Source document |
​Canadian universities partner to tackle microbial-induced pipeline corrosion

A collaborative research project involving four universities in Alberta and Atlantic Canada has received major funding to address the issue of pipeline corrosion caused by microbial activity, reports the University of Calgary.

Kirsty Duncan, the minister of science, made the announcement in Montreal. The $7.8 million comes through Genome Canada’s 2015 Large-Scale Applied Research Project Competition.

It will support Managing Microbial Corrosion in Canadian Offshore and Onshore Oil Production, a four-year research project set to begin in January with an aim to improve pipeline integrity.

“To some degree, microbial degradation of pipelines is akin to a cancer diagnosis and treatment in the medical field,” says John Wolodko, one of the project leads and an associate professor and Alberta Innovates Strategic Chair in Bio and Industrial Materials at the University of Alberta.

“While there is significant knowledge and best practices in diagnosing and treating cancer, it is still not completely understood, and significant research is still required to further eliminate its impact to society.

“While this problem is complex, this pan-Canadian project brings together research groups from across Canada in different science disciplines to tackle this problem collectively. By bringing this multidisciplinary focus to this problem, it is hoped that this research will lead to a better understanding of the breadth of microbes responsible for microbial corrosion and will help academia and industry develop improved solutions to rapidly identify and mitigate this form of corrosion globally.”

“This work will definitely help to pinpoint how microbial activity causes corrosion in carbon steel infrastructure and help in its early detection so we can minimize leaks,” says Lisa Gieg, another of the three project leads and an associate professor of microbiology at the University of Calgary. “It’s not just about pipelines. This research will look at all points of contact between oil and steel in extraction, production and processing. This work can help make the industry safer.”

The team leads are rounded out by Faisal Khan, the department head of process engineering and the Vale Research Chair in Process Risk and Safety Engineering at Memorial University in St. John’s, N.L.

Also working on the project is Rob Beiko, a computer sciences associate professor and Canada Research Chair in Bioinformatics at Dalhousie University in Halifax, and Tesfaalem Haile, a senior corrosion specialist at InnoTech Alberta in Devon, Alta. Beiko will be building a database to analyse the microbiology and chemistry lab results, while Haile’s team will be working with the University of Alberta to simulate microbial corrosion in the lab and at the pilot-scale.

[Entries listed in a dataset]
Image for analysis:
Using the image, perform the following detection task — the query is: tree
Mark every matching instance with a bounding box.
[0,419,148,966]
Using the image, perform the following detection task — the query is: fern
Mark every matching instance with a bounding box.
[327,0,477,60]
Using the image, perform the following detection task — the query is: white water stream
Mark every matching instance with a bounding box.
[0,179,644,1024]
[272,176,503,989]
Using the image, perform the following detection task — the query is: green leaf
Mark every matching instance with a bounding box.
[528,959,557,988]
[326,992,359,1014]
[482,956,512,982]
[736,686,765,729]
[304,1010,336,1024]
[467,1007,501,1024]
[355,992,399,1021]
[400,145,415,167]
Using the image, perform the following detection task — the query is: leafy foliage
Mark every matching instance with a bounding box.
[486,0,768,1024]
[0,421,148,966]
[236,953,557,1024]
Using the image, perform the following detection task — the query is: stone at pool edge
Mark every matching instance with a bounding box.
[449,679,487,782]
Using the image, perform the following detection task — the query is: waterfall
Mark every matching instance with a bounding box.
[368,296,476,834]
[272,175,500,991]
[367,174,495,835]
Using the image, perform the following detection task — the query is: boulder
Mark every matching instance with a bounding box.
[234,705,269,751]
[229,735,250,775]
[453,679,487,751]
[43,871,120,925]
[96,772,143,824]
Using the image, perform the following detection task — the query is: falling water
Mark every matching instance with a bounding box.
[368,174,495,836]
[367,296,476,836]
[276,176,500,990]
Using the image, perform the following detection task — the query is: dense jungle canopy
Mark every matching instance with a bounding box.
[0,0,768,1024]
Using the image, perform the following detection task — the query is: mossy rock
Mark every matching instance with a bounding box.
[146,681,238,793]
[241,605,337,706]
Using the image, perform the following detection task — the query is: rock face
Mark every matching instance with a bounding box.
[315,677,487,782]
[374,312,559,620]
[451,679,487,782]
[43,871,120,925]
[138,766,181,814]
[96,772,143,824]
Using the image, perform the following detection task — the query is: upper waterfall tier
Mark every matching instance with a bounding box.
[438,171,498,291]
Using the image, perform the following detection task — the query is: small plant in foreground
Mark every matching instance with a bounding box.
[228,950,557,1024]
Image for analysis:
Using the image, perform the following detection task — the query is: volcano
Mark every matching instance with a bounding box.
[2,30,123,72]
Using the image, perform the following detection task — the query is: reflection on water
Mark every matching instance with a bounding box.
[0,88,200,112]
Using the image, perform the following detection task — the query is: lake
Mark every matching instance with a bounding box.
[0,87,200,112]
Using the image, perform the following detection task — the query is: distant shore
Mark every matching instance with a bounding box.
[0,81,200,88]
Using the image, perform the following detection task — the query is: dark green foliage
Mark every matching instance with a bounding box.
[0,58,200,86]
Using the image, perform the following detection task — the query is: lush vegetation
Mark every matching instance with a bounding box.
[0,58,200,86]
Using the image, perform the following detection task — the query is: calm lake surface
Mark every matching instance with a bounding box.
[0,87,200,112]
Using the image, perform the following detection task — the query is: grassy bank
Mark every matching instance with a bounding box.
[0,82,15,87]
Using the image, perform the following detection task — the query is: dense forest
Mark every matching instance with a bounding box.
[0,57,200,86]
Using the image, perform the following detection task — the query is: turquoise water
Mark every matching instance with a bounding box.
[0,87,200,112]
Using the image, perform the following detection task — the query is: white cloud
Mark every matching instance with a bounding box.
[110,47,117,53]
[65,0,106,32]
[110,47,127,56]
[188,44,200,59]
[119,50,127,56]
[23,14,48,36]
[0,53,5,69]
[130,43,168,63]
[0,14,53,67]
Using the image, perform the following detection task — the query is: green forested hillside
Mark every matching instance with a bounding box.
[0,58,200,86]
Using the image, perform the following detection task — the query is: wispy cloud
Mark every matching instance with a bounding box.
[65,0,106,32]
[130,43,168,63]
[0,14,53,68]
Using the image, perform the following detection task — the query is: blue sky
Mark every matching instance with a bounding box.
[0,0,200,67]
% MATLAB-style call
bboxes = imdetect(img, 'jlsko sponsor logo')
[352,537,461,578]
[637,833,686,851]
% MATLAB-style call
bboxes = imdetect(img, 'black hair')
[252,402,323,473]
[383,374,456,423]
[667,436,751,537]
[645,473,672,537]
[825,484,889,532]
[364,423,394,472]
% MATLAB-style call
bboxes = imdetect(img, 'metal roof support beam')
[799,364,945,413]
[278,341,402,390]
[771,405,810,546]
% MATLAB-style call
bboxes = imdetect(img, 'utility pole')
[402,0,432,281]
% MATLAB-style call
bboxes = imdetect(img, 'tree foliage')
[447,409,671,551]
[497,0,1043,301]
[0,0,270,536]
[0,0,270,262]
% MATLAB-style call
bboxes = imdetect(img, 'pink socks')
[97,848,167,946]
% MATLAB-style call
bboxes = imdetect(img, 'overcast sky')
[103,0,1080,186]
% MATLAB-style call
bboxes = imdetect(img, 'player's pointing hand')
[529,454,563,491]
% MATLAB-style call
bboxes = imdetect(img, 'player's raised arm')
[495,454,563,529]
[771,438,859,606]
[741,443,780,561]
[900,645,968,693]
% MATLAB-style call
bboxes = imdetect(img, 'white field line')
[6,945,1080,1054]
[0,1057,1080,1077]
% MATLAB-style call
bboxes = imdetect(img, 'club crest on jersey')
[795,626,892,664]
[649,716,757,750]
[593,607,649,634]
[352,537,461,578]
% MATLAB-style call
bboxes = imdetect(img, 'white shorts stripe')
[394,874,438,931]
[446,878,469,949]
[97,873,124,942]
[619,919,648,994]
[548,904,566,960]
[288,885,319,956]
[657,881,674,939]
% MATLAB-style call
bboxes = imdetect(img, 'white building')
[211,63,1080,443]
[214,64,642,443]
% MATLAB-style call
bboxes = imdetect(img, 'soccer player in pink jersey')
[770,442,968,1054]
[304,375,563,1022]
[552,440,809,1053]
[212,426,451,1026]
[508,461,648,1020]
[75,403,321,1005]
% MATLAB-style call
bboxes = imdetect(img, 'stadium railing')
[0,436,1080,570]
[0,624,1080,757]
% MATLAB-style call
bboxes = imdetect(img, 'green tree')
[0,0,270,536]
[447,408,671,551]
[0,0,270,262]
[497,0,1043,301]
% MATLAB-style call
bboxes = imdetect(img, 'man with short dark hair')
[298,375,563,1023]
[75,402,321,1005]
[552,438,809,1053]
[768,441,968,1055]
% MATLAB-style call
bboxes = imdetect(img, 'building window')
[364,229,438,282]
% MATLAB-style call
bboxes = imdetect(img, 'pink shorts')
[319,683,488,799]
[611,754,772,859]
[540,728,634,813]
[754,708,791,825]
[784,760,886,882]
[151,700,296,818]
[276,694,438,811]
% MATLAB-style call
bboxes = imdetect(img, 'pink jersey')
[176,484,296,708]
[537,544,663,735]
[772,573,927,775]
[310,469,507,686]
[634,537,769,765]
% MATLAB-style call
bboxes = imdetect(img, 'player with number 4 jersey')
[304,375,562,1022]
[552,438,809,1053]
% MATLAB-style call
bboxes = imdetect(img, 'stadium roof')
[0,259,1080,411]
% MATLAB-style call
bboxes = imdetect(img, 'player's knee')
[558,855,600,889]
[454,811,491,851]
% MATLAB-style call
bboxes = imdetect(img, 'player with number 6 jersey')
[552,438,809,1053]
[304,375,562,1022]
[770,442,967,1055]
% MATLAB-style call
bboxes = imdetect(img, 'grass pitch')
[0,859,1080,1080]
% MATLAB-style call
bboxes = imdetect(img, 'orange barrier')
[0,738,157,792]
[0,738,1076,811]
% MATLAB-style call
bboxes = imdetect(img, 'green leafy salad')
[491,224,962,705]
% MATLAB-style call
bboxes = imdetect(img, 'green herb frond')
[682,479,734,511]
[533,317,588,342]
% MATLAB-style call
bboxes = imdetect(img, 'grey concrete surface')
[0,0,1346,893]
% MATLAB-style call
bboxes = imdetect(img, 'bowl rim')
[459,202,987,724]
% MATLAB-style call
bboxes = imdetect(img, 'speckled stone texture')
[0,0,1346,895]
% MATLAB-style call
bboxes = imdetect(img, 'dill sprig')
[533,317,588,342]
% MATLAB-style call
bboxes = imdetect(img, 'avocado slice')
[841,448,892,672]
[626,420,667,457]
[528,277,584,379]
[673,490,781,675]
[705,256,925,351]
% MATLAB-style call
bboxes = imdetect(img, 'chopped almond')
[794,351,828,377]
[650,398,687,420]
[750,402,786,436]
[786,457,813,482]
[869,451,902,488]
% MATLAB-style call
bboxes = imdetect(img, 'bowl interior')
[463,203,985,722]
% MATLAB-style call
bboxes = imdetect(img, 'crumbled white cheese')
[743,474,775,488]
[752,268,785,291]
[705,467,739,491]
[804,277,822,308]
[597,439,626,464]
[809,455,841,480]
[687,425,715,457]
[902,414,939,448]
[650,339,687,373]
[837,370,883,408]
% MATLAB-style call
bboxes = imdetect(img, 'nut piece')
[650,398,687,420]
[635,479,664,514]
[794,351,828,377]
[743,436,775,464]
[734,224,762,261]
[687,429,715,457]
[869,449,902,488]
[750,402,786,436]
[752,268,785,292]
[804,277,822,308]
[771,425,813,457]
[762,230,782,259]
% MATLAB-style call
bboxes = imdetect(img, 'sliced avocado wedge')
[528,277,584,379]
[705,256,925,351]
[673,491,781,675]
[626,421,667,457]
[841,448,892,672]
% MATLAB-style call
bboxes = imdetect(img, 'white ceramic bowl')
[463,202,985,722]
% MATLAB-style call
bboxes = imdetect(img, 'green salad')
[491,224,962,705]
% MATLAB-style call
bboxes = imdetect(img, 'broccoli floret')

Questions on the material |
(1) Reproduce the passage of the pipeline corrosion article between "A collaborative research" and "reports the University of Calgary.", inclusive.
(2) List every university named in the pipeline corrosion article.

Answers in order |
(1)
A collaborative research project involving four universities in Alberta and Atlantic Canada has received major funding to address the issue of pipeline corrosion caused by microbial activity, reports the University of Calgary.

(2)
University of Calgary
University of Alberta
Memorial University
Dalhousie University